● SHORT PROBLEM
Can you update the data starting at the line "TARGET: dark rock in water" and ending at the last line of the data, putting "far ridge" wherever "distant ridge" appears and keeping everything else the same?

========

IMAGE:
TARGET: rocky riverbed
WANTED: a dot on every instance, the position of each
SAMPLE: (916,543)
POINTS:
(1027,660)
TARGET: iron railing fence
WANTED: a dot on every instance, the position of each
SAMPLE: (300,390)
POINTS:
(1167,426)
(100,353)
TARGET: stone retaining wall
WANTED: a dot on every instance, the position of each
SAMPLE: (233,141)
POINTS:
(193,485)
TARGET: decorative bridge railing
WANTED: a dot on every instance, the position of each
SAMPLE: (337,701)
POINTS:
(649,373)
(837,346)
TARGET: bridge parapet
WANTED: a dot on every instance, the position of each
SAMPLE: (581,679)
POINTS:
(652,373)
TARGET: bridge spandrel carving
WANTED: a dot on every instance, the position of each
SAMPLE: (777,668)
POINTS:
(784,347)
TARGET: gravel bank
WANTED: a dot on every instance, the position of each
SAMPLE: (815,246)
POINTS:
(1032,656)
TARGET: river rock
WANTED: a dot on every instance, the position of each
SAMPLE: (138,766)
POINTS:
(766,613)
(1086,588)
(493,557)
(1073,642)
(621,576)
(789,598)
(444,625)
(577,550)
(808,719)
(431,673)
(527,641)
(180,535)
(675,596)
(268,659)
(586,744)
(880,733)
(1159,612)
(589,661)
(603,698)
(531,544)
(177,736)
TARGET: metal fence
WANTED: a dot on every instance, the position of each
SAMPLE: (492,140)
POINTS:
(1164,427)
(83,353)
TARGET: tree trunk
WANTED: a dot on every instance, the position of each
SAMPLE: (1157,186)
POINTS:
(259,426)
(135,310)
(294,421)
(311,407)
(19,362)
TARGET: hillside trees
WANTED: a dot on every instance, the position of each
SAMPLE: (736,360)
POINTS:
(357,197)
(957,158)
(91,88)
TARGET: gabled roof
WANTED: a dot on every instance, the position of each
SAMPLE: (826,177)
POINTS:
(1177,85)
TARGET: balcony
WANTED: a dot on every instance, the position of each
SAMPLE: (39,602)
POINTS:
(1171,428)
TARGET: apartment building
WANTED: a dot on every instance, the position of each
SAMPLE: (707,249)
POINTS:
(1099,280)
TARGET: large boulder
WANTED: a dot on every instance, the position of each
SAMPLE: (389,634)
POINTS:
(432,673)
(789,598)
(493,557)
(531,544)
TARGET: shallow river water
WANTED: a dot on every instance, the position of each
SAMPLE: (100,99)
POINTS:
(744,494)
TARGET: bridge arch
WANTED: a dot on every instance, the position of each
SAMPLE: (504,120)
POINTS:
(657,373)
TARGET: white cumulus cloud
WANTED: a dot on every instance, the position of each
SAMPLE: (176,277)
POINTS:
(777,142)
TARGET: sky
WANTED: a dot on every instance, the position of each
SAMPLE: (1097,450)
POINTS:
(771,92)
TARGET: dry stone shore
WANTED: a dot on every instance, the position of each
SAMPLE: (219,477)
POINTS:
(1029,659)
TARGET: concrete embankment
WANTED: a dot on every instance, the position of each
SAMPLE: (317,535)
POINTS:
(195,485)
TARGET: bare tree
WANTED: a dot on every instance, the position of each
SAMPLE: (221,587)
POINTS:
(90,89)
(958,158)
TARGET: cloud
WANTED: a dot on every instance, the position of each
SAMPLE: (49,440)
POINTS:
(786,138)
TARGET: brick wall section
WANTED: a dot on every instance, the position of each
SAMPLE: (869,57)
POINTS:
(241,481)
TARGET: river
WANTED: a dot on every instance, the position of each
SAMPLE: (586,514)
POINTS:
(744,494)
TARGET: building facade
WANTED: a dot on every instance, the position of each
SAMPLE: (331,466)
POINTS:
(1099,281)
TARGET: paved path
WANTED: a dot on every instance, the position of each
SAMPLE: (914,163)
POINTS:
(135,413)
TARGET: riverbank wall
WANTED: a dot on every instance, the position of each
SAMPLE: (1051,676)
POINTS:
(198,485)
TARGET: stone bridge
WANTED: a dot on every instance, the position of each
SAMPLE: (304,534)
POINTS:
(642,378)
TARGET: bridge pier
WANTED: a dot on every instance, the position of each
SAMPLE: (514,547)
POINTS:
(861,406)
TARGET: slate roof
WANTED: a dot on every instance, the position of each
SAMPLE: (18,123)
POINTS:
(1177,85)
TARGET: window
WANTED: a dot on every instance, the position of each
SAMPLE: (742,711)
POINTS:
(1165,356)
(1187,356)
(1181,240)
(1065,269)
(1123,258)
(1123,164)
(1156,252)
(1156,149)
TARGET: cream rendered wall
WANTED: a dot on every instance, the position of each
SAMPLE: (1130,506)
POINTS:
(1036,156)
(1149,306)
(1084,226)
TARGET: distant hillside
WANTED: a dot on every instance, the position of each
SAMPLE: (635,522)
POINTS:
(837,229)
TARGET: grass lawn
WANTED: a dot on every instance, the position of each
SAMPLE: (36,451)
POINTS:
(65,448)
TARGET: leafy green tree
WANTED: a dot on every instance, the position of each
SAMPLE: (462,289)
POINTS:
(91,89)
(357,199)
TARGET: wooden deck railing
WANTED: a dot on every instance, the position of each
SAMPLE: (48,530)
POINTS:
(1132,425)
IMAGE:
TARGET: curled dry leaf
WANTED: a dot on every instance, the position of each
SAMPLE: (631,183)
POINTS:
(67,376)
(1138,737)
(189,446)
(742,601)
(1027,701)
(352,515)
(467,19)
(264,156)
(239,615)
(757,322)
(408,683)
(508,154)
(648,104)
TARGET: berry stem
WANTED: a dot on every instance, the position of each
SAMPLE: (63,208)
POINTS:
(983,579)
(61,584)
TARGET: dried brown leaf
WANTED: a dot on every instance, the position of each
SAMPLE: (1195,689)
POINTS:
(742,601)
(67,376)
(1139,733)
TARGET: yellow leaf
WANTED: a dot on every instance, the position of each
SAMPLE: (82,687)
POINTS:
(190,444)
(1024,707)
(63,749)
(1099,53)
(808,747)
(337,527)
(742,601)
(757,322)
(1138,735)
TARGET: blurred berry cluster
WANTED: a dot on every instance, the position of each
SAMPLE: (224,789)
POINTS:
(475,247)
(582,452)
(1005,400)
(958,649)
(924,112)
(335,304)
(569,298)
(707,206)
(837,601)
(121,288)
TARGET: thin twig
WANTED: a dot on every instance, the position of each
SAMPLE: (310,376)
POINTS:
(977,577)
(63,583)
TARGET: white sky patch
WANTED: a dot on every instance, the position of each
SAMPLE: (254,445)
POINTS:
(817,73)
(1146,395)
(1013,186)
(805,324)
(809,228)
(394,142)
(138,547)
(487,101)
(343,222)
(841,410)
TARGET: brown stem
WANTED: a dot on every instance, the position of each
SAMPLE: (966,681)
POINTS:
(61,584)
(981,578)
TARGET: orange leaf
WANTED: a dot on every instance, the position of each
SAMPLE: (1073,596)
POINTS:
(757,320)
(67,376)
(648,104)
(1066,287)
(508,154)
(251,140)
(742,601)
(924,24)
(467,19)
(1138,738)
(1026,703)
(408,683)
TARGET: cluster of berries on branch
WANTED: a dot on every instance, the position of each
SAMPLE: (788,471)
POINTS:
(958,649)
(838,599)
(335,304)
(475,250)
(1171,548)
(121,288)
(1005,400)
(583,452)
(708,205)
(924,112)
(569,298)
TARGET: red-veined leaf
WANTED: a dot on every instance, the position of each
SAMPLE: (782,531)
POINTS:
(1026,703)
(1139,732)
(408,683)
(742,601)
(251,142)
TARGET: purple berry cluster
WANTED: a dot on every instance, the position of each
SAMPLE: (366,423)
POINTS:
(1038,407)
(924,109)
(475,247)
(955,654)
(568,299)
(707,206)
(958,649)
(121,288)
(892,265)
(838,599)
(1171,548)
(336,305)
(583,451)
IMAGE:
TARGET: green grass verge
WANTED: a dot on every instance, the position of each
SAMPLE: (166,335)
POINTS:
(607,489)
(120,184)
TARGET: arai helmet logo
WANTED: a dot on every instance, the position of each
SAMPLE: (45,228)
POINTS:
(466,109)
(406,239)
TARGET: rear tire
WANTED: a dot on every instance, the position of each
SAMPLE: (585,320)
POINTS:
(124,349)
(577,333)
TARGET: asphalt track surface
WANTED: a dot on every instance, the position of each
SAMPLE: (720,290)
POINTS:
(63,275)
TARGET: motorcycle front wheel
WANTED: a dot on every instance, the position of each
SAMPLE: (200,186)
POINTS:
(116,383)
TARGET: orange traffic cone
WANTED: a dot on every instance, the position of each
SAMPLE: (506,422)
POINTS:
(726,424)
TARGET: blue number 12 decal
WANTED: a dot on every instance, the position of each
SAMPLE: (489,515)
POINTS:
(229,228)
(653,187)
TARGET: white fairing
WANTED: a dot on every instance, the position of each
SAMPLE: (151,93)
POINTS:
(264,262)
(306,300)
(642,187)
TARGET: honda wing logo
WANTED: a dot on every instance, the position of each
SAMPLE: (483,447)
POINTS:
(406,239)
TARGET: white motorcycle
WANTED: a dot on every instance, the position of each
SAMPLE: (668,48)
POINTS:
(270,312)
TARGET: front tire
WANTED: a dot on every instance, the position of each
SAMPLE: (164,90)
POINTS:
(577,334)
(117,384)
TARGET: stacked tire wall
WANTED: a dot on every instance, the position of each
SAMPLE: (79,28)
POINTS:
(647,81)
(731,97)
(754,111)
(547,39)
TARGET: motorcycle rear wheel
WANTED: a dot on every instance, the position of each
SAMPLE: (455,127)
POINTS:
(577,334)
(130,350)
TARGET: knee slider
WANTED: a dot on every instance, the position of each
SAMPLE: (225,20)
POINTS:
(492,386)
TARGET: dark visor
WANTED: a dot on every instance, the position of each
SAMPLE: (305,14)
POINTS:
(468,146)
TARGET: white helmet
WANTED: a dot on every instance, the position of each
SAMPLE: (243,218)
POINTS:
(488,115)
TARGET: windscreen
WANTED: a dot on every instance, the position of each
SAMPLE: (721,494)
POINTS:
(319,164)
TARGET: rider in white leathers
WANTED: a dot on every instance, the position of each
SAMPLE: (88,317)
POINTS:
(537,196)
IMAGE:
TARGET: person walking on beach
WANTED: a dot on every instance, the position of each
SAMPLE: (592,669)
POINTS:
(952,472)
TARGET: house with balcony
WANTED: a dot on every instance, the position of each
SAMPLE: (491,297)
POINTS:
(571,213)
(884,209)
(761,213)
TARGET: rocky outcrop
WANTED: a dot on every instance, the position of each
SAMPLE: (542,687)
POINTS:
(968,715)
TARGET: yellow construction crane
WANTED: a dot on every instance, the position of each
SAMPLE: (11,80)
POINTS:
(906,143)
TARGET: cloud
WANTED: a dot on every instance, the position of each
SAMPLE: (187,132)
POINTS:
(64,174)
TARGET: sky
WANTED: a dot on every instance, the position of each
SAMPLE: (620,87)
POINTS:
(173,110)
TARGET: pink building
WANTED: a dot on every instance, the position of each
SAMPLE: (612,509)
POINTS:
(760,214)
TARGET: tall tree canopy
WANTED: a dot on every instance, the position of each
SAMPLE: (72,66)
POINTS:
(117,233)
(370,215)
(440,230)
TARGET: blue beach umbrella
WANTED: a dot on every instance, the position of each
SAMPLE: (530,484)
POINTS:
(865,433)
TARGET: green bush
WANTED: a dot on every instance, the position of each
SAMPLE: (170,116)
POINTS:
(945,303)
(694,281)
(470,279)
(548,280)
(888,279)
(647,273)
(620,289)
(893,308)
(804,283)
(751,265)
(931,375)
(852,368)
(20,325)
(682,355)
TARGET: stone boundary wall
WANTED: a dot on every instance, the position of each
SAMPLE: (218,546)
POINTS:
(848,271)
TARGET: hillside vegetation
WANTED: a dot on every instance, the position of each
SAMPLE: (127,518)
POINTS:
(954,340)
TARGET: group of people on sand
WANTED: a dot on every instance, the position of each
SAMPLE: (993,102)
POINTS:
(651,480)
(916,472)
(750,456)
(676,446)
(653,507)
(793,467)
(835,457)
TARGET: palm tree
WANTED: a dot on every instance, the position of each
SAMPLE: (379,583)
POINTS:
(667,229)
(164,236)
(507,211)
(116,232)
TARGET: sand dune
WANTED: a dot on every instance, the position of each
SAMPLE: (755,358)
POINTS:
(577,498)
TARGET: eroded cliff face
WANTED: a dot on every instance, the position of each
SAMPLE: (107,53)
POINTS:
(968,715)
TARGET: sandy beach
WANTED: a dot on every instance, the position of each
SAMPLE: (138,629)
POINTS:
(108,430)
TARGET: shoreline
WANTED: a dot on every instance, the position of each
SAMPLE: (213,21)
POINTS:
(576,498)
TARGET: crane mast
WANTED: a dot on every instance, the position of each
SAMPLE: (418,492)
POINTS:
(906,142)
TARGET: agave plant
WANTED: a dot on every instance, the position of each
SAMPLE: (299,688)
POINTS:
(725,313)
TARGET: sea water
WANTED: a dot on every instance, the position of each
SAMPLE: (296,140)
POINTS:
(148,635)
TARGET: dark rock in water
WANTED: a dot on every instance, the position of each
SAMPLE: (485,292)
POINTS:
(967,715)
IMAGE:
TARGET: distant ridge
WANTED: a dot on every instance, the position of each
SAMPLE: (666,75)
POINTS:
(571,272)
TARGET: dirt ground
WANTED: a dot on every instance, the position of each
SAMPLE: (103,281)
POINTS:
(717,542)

========

● CORRECT RESPONSE
TARGET: dark rock in water
WANTED: a dot on every instance, the position of each
SAMPLE: (485,292)
POINTS:
(967,715)
IMAGE:
TARGET: far ridge
WANTED: a dot on every instance, the position of each
SAMPLE: (666,75)
POINTS:
(571,272)
TARGET: dirt ground
WANTED: a dot on every instance, the position of each
SAMPLE: (103,281)
POINTS:
(717,542)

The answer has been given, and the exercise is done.